Entries from a point annotation set:
○ ○ ○ ○ ○
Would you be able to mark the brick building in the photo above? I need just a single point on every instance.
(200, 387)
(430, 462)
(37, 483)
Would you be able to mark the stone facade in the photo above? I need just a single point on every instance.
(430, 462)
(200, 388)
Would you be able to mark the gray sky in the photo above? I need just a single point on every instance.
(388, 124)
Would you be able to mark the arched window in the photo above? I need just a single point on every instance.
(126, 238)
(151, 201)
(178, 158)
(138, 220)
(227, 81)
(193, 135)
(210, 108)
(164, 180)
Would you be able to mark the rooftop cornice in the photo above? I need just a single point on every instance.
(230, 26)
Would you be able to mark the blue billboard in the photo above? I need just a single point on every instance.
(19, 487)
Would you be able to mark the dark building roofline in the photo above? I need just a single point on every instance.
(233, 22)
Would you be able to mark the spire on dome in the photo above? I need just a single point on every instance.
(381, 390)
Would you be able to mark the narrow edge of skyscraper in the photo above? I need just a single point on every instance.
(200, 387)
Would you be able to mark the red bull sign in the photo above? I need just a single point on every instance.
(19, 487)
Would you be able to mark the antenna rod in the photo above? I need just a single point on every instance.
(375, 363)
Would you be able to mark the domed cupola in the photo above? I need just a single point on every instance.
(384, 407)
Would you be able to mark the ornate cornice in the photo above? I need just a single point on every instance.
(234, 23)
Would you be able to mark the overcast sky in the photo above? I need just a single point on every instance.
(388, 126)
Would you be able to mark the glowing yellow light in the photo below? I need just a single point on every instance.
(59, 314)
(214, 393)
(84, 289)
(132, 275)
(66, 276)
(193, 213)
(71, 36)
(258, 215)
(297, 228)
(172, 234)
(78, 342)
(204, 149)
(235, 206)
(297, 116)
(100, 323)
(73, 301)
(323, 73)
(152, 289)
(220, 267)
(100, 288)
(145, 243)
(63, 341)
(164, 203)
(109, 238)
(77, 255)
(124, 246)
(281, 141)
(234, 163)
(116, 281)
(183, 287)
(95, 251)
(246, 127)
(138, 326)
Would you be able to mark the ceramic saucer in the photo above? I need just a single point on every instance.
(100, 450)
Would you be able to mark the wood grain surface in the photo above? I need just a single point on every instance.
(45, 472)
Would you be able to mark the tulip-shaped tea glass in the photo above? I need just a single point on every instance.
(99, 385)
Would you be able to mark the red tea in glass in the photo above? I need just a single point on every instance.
○ ○ ○ ○ ○
▶ _What to work on_
From the line that contains "Would you be able to mark the narrow" down to the last line of the listing above, repeat each line exactly, and include nothing else.

▶ _The reply_
Would you be able to mark the narrow edge of skyscraper in the photo above? I need just a single point on every instance.
(200, 387)
Would you be able to mark the red bull sign in the photo above? I need just a single point on every instance.
(19, 487)
Would you be able to mark the antenna rod in the photo above? I need just a single point on every instance.
(375, 363)
Would you be able to mark the domed cupola in the photo above? I need just a single point on every instance.
(384, 407)
Would you be able to mark the ornate cornice in the photo above? I need just a single point on every instance.
(234, 23)
Would you be able to mark the overcast sky in the photo above? I need just a single point on every instance.
(388, 126)
Would you be able to mark the glowing yellow light in the photo below? I need just a single point on every instance.
(59, 314)
(214, 393)
(84, 289)
(132, 275)
(66, 276)
(193, 213)
(71, 36)
(258, 215)
(297, 228)
(172, 234)
(78, 342)
(204, 149)
(235, 206)
(297, 116)
(100, 323)
(73, 301)
(323, 73)
(152, 289)
(220, 267)
(100, 288)
(145, 243)
(63, 341)
(164, 203)
(109, 238)
(77, 255)
(124, 246)
(281, 141)
(234, 163)
(116, 281)
(183, 287)
(95, 251)
(246, 127)
(138, 326)
Would you be able to mark the ceramic saucer in the photo above? I need just a single point on every instance.
(100, 450)
Would you be able to mark the wood grain surface in the photo above? I need just a single point on every instance.
(45, 472)
Would you be able to mark the tulip-shaped tea glass in the photo above? I need just a single point on every instance.
(99, 385)
Would you be able to mark the red tea in glass in the photo above? I need just a single point on every instance.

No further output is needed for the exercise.